Paid sick leave not a luxury

? Not long ago, a young actor I know was doing a gig as a waiter. Faced with a truly obnoxious customer, he finally leaned over the table and said theatrically, “Sir, do you realize that I’m going to be spending time alone with your dinner?”

This was a memorable moment in the annals of sick humor. But this winter, many of the people spending time alone with your dinner — or huddling around your desk — are just plain sick.

A particularly nasty little virus has taken down two members of my family, and brought Sen. Hillary Clinton to the floor in the middle of a speech. The senator, however, picked herself up and went off to her next speech, thereby proving that she was suffering from “presenteeism.”

Presenteeism isn’t an ideology, a doctrine or any other “ism.” It’s the opposite of absenteeism. It’s the practice of coming to work when you should be in bed.

This “ism” has become a buzzword in the winter of our discontent. It’s the trendy story about workers who fear being considered slackers, have a contagious work ethic or suffer from what one researcher called the “macho syndrome,” though macho of a unisex variety.

But in real life, what drags a huge number of people to work isn’t the macho, it’s the money.

Today, 47 percent of the private employees in this country get no paid sick leave. That includes 76 percent of low-wage workers. And to continue the waiter’s theme song, it also includes 84 percent of the people who are alone with your dinner.

In addition, 86 million workers don’t have a single paid sick day that can be used to care for their kids or their parents. Debra Ness of the National Partnership for Women & Families puts it this way: “A lot of women are one sick child away from losing their job.”

Despite that, the value of paid sick leave has gotten less attention than the value of echinacea and zinc. The last comprehensive piece of legislation dealing with work and family and health was the Family and Medical Leave Act in 1993. It took 13 years of effort and two presidential vetoes by the first George Bush before we were guaranteed 12 weeks of unpaid leave for the serious illness of a family member or ourselves.

This hugely successful legislation has been used by more than 50 million Americans, 40 percent of them men. But FMLA only covers the 60 percent of workers in companies with 50 or more employees. Three-quarters of the people who need but don’t take leave say it’s because they can’t afford to lose a paycheck. One in 10 who take leave actually end up on public assistance.

Now, the National Partnership for Women & Families, the lead group that pushed — and pushed — FMLA up The Hill, is pushing the boulder of paid sick leave. A bill to get seven days of paid sick leave in companies of 15 or more — days that you can use for yourself or a family member — was first introduced to Congress last summer. Ted Kennedy just pledged to reintroduce it early this year.

Not even the most ardent supporter expects a victory in this Congress. Indeed, it’s rumored that the Bush administration wants to scale back FMLA itself. Moreover, Ness acknowledges ruefully, the debate about Social Security is “sucking up all the oxygen.”

At the same time, there’s got to be more to offer American families than damage control and Social Security rescue operations. At this time, we could use a little optimism to boost the political immune system.

You don’t have to be a working mother juggling a job, a flu, a sick child and a pile of bills to get it. As Ness puts it, “Very few people believe that you can go day after day, year after year without sick leave.”

In 117 countries workers are guaranteed a week or more. Our own federal government gives employees 13 such days. Momentum is building in the states, where 21 bills were introduced last year. California has become the first state to have partially paid leave. Could this be contagious?

After generations of social change, the policy lags behind the pro-family rhetoric. That’s hardly a news bulletin. If there is any common ground, it’s a shared understanding of the difficulties of balancing work and family, jobs and the “rest of life.”

“People are struggling just to meet their emergency needs,” adds Ness, who is out to build a bipartisan coalition for paid leave. “We have to ask what does it take to really ensure that families thrive?”

Much more than presenteeism at work and absenteeism at home.

******

What you should do
From "Presenteeism isn’t an" to "it’s the money.", copy the column on paid sick leave, swapping "buzzword" for "catchphrase". The items that come after this are separate material and have nothing to do with the column on paid sick leave.

******

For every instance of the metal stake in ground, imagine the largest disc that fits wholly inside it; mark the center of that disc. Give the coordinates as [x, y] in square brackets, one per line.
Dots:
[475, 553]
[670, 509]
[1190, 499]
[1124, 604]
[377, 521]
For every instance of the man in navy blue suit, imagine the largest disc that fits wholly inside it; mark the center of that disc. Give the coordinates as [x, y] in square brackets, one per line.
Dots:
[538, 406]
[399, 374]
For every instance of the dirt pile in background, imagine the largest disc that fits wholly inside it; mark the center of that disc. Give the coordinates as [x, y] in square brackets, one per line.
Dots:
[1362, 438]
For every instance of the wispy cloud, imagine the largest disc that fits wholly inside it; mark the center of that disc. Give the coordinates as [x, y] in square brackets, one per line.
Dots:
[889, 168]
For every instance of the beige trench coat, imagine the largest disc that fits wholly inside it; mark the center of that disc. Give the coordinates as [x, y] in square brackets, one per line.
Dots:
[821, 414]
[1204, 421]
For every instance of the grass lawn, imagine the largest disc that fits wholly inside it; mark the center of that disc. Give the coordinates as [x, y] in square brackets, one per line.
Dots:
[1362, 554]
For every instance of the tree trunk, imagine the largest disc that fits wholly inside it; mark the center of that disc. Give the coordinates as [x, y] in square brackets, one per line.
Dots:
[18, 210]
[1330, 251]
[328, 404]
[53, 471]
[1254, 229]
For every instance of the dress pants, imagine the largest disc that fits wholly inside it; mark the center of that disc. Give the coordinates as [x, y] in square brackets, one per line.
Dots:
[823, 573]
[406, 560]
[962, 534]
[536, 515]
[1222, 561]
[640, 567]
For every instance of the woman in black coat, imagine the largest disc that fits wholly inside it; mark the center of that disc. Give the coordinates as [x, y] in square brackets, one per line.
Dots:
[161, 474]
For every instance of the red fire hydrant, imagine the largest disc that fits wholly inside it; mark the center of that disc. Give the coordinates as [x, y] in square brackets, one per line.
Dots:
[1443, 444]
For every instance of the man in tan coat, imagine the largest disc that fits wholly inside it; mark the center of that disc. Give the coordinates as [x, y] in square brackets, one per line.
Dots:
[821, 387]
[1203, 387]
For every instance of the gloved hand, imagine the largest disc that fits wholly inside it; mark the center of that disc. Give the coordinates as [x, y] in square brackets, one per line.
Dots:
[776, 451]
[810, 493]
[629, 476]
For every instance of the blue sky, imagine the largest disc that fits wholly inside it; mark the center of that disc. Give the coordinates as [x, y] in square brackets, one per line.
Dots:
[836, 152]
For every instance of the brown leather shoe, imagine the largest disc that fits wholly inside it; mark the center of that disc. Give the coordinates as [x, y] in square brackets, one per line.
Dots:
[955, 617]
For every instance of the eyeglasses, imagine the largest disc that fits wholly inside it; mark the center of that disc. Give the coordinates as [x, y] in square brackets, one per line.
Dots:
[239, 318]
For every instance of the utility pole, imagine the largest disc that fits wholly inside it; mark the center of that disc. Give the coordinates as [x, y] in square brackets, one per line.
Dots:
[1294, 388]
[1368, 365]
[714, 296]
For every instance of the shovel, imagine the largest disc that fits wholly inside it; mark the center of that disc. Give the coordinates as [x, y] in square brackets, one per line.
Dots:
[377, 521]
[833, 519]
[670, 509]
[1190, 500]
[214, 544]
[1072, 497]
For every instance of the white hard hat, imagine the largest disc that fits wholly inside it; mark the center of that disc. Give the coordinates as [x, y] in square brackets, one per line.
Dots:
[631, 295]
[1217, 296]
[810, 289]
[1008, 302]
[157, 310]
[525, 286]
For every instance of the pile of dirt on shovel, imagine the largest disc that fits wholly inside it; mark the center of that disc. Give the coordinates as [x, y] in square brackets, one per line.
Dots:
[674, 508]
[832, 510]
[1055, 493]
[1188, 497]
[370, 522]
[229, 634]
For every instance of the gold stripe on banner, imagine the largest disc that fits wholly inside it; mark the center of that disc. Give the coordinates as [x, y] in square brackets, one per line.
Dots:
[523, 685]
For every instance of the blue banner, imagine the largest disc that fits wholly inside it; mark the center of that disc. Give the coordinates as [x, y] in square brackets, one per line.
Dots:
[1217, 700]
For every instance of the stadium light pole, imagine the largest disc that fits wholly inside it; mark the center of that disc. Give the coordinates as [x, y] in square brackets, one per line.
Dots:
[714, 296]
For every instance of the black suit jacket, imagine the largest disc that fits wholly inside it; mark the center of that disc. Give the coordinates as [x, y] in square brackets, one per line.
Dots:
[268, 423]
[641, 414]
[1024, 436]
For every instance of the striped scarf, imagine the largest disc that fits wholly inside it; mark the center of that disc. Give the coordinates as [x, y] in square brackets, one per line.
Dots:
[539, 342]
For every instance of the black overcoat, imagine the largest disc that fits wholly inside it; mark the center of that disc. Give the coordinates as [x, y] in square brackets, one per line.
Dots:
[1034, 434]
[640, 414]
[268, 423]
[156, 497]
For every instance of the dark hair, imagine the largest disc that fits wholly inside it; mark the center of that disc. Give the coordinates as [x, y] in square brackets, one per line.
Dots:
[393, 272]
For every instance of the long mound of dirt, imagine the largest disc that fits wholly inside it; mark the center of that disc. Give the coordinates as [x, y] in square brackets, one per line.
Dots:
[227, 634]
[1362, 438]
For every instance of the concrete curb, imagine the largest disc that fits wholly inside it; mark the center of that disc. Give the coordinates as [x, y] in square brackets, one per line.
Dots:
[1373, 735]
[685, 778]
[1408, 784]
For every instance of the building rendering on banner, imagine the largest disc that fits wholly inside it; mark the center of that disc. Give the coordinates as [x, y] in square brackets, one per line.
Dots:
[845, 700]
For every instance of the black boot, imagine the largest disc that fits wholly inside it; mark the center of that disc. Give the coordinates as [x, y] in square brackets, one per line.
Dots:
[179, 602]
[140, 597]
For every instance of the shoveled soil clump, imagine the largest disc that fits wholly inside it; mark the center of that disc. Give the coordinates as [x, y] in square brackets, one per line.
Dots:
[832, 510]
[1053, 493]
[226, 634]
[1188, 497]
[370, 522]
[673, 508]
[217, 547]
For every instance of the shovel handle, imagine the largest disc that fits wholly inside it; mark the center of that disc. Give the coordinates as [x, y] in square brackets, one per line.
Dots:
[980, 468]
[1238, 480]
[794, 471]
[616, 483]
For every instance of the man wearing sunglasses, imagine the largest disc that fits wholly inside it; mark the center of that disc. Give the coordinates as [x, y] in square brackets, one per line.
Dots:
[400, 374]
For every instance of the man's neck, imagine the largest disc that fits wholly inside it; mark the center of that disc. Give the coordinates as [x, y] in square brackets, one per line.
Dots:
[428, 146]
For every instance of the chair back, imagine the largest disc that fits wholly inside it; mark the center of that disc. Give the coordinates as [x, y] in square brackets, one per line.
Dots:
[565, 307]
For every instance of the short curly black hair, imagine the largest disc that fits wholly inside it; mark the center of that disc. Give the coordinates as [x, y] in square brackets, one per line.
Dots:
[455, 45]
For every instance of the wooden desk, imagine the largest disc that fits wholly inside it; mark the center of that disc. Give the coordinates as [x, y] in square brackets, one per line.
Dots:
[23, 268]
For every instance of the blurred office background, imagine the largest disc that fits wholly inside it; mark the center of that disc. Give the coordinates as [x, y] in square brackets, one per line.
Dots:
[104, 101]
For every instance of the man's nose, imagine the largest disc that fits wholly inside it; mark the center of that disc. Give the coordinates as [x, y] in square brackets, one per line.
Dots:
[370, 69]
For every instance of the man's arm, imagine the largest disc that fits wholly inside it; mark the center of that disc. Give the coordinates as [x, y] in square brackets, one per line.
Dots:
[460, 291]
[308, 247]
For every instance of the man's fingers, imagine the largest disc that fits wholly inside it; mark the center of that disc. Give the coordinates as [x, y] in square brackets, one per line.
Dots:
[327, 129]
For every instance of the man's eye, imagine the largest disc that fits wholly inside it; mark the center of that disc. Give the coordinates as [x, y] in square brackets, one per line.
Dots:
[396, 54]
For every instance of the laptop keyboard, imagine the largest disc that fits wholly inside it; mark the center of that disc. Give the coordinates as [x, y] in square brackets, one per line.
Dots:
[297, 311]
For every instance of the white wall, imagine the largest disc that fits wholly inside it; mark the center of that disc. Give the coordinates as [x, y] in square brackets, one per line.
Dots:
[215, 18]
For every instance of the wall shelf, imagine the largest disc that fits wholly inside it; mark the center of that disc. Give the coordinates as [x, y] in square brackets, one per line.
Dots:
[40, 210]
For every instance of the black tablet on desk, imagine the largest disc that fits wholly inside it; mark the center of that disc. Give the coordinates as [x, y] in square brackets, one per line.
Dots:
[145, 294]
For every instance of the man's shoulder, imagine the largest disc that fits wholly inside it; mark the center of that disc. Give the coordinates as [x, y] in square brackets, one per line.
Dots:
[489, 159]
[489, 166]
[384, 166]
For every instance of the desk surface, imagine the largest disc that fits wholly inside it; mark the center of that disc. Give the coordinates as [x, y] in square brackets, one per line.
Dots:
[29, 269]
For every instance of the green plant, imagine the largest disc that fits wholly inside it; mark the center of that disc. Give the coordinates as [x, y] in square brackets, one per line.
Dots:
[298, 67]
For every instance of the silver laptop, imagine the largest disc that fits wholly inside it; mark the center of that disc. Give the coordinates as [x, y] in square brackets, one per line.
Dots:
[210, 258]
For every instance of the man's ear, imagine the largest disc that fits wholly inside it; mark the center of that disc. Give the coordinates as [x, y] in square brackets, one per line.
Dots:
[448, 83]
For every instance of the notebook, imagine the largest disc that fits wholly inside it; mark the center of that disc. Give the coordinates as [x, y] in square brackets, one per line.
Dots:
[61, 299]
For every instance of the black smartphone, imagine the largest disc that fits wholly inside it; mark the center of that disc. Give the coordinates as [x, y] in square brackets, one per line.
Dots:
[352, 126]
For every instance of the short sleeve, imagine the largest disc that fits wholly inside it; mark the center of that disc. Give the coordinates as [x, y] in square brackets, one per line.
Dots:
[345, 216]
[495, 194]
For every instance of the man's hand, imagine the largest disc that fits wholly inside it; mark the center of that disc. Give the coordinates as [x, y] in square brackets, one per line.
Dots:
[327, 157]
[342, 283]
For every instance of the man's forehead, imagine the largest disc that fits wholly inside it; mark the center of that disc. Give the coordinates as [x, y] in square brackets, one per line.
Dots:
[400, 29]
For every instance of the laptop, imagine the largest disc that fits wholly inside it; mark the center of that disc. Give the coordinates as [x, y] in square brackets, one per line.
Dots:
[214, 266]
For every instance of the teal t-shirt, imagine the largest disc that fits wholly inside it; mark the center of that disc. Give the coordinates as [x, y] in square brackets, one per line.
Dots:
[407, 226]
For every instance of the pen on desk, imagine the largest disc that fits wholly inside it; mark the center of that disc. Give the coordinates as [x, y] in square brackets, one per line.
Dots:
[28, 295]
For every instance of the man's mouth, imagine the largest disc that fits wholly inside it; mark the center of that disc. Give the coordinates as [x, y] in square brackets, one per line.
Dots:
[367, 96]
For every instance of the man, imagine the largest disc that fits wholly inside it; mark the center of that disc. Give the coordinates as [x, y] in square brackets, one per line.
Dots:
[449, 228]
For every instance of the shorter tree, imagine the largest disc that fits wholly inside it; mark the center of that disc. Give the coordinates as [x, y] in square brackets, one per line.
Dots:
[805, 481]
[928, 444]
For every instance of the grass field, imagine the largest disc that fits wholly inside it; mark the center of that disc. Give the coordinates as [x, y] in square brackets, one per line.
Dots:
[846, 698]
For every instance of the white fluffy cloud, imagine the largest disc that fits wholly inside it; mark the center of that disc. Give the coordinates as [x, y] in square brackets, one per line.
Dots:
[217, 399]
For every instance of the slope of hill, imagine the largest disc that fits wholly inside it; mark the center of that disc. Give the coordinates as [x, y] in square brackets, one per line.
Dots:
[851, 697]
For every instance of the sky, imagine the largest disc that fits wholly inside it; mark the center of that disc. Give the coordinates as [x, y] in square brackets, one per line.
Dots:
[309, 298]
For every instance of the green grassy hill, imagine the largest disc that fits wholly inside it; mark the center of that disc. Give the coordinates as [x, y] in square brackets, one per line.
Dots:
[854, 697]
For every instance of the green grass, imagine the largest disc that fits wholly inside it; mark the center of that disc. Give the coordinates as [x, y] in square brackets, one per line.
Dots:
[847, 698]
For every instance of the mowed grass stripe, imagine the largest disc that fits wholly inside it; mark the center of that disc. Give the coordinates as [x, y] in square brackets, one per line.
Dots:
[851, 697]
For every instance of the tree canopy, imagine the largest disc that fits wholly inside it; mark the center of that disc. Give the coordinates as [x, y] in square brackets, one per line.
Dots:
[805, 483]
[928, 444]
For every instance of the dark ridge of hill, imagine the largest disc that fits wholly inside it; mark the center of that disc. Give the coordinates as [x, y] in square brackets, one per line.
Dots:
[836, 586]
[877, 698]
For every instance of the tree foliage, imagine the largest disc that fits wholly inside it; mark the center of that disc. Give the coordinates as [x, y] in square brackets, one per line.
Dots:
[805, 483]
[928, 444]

******

Worked solution
Presenteeism isn’t an ideology, a doctrine or any other “ism.” It’s the opposite of absenteeism. It’s the practice of coming to work when you should be in bed.

This “ism” has become a catchphrase in the winter of our discontent. It’s the trendy story about workers who fear being considered slackers, have a contagious work ethic or suffer from what one researcher called the “macho syndrome,” though macho of a unisex variety.

But in real life, what drags a huge number of people to work isn’t the macho, it’s the money.